Everything from the line containing "Target: eyebrow" to the last line of the records must be returned verbatim; nothing else belongs in the output.

======

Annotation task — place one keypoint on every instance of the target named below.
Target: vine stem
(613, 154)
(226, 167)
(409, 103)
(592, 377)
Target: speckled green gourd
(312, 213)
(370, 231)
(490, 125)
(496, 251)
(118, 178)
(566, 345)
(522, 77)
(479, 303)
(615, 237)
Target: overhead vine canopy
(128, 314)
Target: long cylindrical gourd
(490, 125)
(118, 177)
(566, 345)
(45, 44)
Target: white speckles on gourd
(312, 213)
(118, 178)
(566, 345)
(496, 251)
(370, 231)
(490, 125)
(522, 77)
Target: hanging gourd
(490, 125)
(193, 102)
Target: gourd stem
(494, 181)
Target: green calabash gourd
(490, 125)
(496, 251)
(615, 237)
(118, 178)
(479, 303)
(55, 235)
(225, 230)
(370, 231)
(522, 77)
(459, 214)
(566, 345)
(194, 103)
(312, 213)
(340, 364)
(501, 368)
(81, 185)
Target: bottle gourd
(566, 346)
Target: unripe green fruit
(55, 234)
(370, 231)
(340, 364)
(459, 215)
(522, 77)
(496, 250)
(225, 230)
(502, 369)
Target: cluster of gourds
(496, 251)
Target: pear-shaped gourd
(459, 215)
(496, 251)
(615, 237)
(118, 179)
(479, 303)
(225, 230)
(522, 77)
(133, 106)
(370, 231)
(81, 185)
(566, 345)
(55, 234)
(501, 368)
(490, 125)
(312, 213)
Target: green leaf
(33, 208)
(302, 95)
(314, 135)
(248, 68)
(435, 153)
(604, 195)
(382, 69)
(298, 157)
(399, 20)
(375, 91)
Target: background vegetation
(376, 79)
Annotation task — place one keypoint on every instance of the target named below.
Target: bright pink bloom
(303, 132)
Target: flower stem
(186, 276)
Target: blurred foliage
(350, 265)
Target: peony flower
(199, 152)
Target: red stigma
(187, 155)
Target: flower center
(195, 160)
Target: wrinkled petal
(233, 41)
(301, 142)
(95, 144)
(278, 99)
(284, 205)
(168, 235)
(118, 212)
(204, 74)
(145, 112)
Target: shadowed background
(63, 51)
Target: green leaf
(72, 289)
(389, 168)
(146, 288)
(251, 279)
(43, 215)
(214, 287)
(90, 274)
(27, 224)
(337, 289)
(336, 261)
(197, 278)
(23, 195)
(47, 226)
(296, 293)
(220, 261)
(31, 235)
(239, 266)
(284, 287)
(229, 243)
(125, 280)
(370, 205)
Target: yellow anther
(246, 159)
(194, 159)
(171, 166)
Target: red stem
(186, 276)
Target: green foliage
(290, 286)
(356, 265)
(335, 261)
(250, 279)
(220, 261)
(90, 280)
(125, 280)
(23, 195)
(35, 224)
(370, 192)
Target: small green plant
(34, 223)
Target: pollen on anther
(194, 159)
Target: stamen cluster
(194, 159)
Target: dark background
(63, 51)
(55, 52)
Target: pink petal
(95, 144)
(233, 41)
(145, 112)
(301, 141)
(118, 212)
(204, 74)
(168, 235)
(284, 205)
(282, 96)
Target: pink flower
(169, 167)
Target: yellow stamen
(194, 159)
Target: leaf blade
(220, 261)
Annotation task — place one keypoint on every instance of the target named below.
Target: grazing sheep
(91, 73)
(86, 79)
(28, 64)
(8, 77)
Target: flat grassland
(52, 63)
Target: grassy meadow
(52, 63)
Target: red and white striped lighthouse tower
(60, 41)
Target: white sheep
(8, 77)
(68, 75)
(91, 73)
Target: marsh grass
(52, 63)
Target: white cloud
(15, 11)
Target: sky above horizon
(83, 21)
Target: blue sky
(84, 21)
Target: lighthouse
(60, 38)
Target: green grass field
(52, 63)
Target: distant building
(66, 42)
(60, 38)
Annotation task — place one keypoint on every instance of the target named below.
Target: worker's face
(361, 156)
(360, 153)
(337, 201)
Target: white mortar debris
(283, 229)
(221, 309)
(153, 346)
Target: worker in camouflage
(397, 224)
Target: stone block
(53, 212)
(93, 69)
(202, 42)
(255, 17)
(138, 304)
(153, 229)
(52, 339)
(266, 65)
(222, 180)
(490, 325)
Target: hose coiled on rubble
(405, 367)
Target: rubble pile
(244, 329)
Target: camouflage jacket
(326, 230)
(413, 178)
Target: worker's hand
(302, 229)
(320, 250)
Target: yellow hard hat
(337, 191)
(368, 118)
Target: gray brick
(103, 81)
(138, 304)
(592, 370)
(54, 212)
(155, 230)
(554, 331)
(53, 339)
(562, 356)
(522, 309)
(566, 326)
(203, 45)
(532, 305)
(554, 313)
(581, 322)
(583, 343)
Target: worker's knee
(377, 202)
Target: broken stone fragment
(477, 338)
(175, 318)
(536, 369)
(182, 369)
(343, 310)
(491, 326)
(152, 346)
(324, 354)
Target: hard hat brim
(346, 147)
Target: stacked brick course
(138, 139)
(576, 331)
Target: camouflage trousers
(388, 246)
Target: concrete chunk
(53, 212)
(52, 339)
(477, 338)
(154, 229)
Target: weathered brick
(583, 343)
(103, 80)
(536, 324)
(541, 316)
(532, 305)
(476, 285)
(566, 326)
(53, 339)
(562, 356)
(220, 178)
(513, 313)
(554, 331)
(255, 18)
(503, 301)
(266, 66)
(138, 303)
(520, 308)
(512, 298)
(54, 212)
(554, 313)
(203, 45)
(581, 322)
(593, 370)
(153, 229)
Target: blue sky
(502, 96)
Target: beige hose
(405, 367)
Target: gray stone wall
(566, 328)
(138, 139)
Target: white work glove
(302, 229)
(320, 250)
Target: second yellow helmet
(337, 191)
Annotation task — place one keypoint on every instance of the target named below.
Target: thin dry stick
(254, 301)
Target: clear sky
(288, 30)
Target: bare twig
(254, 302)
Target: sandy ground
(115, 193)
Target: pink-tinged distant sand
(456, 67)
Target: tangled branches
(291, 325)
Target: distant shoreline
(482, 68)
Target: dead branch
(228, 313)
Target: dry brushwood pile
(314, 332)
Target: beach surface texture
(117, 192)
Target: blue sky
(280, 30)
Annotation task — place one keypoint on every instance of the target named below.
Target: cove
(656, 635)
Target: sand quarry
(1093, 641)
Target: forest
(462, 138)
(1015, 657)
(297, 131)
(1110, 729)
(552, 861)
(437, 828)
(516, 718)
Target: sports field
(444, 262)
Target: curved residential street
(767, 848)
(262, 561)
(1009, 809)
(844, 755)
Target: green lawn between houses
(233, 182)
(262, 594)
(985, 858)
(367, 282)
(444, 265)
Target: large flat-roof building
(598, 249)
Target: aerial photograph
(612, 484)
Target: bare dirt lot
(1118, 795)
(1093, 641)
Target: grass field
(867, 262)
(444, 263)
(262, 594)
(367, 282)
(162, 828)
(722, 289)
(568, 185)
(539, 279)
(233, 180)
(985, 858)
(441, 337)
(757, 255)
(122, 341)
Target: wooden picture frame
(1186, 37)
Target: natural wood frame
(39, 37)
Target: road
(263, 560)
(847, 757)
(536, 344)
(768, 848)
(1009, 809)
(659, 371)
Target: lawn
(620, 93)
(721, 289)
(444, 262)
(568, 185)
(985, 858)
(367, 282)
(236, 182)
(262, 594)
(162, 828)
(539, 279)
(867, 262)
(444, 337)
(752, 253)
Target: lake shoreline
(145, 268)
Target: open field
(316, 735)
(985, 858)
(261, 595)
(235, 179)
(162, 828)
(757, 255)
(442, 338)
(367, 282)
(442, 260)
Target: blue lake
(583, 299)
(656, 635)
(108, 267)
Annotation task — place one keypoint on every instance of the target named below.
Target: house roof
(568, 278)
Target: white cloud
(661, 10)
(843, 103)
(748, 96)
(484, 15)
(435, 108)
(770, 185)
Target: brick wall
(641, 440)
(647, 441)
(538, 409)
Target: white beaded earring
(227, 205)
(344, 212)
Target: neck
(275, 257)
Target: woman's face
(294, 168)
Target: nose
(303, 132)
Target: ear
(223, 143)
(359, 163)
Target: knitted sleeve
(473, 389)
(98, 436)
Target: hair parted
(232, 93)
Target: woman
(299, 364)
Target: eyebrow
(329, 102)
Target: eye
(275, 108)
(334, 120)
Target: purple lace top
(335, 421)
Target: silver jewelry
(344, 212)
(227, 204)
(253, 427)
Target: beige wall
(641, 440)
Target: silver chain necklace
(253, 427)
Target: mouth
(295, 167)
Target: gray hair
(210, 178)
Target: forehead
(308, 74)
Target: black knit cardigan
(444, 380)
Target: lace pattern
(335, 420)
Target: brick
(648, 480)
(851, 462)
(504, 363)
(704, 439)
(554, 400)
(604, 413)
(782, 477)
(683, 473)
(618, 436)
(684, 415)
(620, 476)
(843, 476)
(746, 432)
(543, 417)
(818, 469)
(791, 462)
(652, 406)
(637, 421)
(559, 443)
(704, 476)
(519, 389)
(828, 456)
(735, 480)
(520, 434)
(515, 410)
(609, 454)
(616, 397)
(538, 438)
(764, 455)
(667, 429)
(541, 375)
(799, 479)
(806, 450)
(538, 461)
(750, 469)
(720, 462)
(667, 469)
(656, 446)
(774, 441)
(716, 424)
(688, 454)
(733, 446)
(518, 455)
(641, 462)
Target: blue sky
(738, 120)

======

ANSWER TO THIS PROBLEM:
Target: eyebrow
(329, 102)
Target: eye
(275, 108)
(334, 120)
Target: purple lace top
(335, 421)
Target: silver jewelry
(344, 212)
(227, 204)
(253, 427)
Target: beige wall
(641, 440)
Target: silver chain necklace
(253, 427)
Target: mouth
(295, 167)
Target: gray hair
(210, 178)
Target: forehead
(308, 74)
Target: black knit cardigan
(444, 380)
Target: lace pattern
(335, 420)
Target: brick
(648, 480)
(851, 462)
(504, 363)
(704, 439)
(554, 400)
(604, 413)
(782, 477)
(683, 473)
(618, 436)
(684, 415)
(620, 476)
(843, 476)
(746, 432)
(543, 417)
(818, 469)
(791, 462)
(652, 406)
(637, 421)
(559, 443)
(704, 476)
(519, 389)
(828, 456)
(735, 480)
(520, 434)
(515, 410)
(609, 454)
(616, 397)
(538, 438)
(764, 455)
(667, 429)
(541, 375)
(799, 479)
(806, 450)
(538, 461)
(750, 469)
(720, 462)
(667, 469)
(656, 446)
(774, 441)
(716, 424)
(688, 454)
(733, 446)
(518, 455)
(641, 462)
Target: blue sky
(738, 120)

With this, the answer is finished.